*Exercise details:*
Copy out every one of the following records word for word.
-----
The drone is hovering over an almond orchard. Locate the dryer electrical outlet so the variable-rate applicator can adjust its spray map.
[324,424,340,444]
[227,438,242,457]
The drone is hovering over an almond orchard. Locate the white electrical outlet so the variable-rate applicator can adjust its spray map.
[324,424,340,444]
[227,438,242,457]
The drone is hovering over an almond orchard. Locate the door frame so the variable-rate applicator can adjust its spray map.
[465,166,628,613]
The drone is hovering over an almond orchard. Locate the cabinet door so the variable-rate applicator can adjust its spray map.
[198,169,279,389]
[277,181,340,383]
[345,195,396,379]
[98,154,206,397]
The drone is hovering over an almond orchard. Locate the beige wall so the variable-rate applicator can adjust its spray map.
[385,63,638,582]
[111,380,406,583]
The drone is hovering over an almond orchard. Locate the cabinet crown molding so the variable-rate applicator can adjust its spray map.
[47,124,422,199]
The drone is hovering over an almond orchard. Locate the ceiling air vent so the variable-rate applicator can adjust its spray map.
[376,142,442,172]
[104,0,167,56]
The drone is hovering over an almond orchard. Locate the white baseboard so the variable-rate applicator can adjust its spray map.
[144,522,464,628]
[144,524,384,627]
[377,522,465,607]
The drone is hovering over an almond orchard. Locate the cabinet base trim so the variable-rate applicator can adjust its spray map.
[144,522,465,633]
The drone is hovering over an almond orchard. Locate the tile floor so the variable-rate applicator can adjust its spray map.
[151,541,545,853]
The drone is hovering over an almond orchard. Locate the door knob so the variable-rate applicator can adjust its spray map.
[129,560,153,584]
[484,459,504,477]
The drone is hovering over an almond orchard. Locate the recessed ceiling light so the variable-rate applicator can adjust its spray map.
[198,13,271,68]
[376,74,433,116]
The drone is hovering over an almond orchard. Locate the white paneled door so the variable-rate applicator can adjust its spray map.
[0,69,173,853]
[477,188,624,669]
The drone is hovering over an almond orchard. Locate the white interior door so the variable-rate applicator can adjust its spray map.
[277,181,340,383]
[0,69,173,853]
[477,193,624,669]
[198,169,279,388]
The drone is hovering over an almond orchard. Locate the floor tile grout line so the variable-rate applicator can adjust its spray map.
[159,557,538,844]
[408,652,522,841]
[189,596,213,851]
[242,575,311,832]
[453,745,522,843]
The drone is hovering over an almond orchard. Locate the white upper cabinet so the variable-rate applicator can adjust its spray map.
-----
*Final result:*
The drone is hovering over an almond orchard. Locate the dryer electrical outlet so the variable-rate applicator can adjust its spray map.
[324,424,340,444]
[227,438,242,457]
The drone is hovering over an almond orchard. Locate the white electrical outlet so the variable-rate applicator can adjust its spray map.
[324,424,340,444]
[227,438,242,457]
The drone is hovering over an almond orchard. Locate the door frame so the variable-rate applicator can adjust its spray map.
[465,166,628,613]
The drone is hovering over an almond orchard. Locate the cabinet door so the variable-rate applicator can adjust its spray map.
[198,169,279,389]
[277,181,340,383]
[345,195,396,379]
[98,154,206,397]
The drone is hovering over an almond orchard. Locate the beige wall so the variable-rate applicator can adjust its spray map.
[385,63,638,582]
[111,380,406,583]
The drone is hovering over an almond orchard. Locate the cabinet crown molding so the variable-rate applicator can adjust its spray map.
[47,124,422,199]
The drone is hovering over an almond orchard. Locate the ceiling air vent so the variable-rate applicator can adjust its spray map.
[376,142,442,172]
[104,0,167,56]
The drone is hovering over an almond orchard. Locate the white baseboard so the variable-rate applicator can adjust its spray map.
[144,522,464,628]
[144,524,384,627]
[377,522,465,607]
The drone is hovering over an almond orchard. Locate the cabinet base trim so the variable-rate applicator can adjust its spray map.
[144,522,465,633]
The drone is hovering over an almond orchard. Locate the tile floor so the variable-rate applicator can adjust its spray map.
[151,541,545,853]
The drone is hovering over an almond orchard. Locate the door knob so the variable-rate applicator can adjust its spray map.
[129,560,153,584]
[484,459,504,477]
The drone is hovering over an almond orchard. Locate the recessed ceiling light so the variable-rate applicator can adjust its spray map.
[198,13,271,68]
[376,74,433,116]
The drone is hovering over an almond orchard. Locate the white paneled door so the variable-rate applicator can adjust its spray map.
[0,69,173,853]
[477,188,624,669]
The drone is hovering over an almond orchard. Locate the white interior door so the variable-rate applicator can adjust its spray map.
[277,181,340,383]
[0,69,173,853]
[477,193,624,669]
[198,169,279,388]
The drone is hovering over an almond orchard. Locate the floor tile grout line so the variable-rate applicator can adjust its spray map.
[159,557,538,844]
[408,652,522,841]
[189,596,213,851]
[242,575,311,832]
[453,745,522,843]
The drone is hovering over an almond orchard. Locate the white upper cabinet so the variable-rate applicator can adjust its spray map.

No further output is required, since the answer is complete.